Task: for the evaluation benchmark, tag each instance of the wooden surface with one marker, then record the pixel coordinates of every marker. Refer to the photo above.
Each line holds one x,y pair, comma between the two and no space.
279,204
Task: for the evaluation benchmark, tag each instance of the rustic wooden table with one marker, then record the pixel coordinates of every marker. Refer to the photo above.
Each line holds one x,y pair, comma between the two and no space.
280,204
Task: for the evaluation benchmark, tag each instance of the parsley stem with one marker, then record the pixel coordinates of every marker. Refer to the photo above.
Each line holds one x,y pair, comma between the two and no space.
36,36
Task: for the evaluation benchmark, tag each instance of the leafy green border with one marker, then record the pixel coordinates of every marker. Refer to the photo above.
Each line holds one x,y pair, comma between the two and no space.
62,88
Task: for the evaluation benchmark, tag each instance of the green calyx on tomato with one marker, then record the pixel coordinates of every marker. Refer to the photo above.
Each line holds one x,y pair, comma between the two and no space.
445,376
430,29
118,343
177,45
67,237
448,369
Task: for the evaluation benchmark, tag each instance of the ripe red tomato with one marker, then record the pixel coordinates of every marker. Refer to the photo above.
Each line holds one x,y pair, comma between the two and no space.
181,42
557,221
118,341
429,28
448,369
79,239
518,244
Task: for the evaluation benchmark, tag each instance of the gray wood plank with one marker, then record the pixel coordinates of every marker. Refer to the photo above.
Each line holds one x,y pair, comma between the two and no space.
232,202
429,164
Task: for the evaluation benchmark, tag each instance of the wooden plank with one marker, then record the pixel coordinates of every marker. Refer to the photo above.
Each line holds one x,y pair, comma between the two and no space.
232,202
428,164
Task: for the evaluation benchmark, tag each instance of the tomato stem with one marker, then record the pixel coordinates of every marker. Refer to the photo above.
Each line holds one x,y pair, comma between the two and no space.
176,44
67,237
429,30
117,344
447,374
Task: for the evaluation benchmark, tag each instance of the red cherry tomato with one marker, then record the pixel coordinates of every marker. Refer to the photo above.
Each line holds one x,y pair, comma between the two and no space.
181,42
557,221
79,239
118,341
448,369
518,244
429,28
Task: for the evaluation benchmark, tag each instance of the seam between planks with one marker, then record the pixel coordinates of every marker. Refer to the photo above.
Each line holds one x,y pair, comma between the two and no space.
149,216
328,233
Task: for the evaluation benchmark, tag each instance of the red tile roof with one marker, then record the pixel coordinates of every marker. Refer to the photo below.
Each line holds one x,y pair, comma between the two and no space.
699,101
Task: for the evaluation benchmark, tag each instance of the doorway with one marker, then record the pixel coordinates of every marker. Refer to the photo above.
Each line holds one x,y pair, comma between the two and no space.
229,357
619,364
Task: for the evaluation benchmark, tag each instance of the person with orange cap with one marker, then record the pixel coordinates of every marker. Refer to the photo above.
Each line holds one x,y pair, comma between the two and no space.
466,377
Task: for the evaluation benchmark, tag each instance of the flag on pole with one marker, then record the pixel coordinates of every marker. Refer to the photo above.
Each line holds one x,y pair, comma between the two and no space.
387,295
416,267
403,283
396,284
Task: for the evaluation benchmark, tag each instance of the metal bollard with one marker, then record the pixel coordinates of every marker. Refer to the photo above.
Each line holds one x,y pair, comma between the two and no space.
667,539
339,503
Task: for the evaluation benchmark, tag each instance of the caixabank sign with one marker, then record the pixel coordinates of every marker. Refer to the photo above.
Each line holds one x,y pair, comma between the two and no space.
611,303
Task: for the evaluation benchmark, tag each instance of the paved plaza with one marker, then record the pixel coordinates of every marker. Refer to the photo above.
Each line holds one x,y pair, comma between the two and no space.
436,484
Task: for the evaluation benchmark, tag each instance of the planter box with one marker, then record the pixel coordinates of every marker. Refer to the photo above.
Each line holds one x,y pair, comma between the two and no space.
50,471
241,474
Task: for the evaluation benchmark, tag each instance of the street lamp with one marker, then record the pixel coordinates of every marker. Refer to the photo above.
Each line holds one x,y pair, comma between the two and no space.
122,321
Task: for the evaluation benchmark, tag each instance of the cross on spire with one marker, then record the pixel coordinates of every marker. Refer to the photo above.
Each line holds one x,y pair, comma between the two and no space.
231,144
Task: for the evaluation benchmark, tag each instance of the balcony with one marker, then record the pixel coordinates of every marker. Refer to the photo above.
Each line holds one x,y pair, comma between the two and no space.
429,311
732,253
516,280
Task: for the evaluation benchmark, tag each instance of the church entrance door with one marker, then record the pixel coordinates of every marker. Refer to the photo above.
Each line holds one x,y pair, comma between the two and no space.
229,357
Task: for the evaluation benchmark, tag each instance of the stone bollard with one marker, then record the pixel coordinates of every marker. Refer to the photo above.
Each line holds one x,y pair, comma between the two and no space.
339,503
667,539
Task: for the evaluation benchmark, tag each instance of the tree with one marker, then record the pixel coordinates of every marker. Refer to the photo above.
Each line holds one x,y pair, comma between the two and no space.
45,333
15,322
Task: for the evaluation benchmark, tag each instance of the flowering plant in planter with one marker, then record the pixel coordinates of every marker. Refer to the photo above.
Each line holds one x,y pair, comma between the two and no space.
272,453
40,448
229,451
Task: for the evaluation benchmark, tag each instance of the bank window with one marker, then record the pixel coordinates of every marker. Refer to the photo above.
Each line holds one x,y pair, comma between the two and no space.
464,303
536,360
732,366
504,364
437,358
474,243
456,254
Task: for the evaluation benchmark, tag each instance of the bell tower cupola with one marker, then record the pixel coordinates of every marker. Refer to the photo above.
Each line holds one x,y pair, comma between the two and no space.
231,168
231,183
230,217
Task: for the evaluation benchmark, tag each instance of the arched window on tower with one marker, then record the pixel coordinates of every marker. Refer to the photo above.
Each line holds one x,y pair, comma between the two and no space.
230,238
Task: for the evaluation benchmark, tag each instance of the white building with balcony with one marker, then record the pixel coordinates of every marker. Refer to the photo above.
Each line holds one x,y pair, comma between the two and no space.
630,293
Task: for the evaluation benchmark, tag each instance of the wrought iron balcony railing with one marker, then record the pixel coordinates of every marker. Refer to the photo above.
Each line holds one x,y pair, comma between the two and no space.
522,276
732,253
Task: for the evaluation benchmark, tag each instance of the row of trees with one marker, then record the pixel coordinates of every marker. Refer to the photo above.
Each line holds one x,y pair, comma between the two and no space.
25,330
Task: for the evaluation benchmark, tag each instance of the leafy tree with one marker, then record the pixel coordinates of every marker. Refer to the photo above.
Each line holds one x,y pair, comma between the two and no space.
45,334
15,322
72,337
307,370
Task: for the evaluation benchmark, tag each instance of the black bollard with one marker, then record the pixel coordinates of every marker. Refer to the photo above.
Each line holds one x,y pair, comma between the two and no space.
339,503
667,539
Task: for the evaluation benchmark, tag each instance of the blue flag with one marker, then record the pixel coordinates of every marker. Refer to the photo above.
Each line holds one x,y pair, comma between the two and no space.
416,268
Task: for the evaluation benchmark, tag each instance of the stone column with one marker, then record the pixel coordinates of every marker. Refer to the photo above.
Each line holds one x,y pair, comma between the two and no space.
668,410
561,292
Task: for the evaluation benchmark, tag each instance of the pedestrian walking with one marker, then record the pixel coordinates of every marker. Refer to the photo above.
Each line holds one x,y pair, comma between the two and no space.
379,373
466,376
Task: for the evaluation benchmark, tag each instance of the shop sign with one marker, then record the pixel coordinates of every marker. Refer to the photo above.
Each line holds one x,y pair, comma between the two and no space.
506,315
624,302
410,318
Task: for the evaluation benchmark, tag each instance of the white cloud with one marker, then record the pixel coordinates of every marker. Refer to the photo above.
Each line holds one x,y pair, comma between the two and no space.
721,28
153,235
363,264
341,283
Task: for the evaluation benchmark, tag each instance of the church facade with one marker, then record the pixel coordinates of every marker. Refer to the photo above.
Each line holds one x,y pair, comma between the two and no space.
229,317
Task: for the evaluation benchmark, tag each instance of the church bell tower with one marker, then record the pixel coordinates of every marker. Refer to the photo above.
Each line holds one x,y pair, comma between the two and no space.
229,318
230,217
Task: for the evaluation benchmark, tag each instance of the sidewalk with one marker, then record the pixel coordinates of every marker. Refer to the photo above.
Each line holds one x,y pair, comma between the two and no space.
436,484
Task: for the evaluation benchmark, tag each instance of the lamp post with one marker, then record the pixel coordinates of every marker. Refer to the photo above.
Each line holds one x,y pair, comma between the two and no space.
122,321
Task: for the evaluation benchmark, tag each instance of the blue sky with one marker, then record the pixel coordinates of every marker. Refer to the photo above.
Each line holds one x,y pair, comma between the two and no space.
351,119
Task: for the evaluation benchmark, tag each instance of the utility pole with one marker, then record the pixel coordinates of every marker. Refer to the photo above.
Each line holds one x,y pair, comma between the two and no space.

### What is required
Your task is to transcribe the line containing "of the pedestrian" and every line after it, through the last line of the data, exactly as written and with nothing more.

### Response below
Task: for the evaluation benchmark, tag each instance of the pedestrian walking with one marker, then record the pixel coordinates of every marker. Refer to the photo above.
Each line holds one x,y pair, comma between the two and no space.
379,373
466,376
Task: for the evaluation benchmark, tag each instance of the shop sign with one marker, then record the pixel coordinates of every marker. Refer to the photo above.
Each line holds one x,y pair, comma between the two and no space.
506,315
624,302
410,318
Task: for the evaluation benchmark, tag each instance of the white cloud with one marker, then record the pixel coordinates of every marker. Refer to the photo above.
Each line holds one x,y pair, comma between the two and no space.
721,28
153,235
363,264
341,283
Task: for the evaluation benchmark, tag each instance of the church facade with one marker, then record the pixel coordinates of every marker. Refer to the photo above.
Each line holds one x,y pair, comma between the two and no space.
229,317
Task: for the evaluation benchmark, tag each instance of the church bell tower with one marker, then record the pixel coordinates of every marker. Refer to the photo above.
Each line holds one x,y pair, comma between the two and no space.
229,318
230,217
Task: for the evaluation benchmark, tag each instance of the sidewalk with one marker, then record the pixel coordinates of every marker. Refer to the photo above.
Each line holds one x,y pair, comma between the two and no space.
436,484
Task: for the evaluation benchmark, tag each instance of the lamp post with one marker, then record the pixel coordinates of every marker. Refer to the photo above.
Each line holds one x,y pair, comma between the two and no space.
122,321
Task: for the evaluation benchmark, tag each instance of the blue sky with one marker, then record the pixel coordinates of every marker. Refer to the photo above.
Each line holds one x,y pair, comma between the two and no space.
351,119
Task: for the evaluation benchmark, tag each instance of the utility pole with one marker, then record the pixel coordinates of every marker. Refer to the photo above.
Each line holds one x,y pair, comma between the two and no space.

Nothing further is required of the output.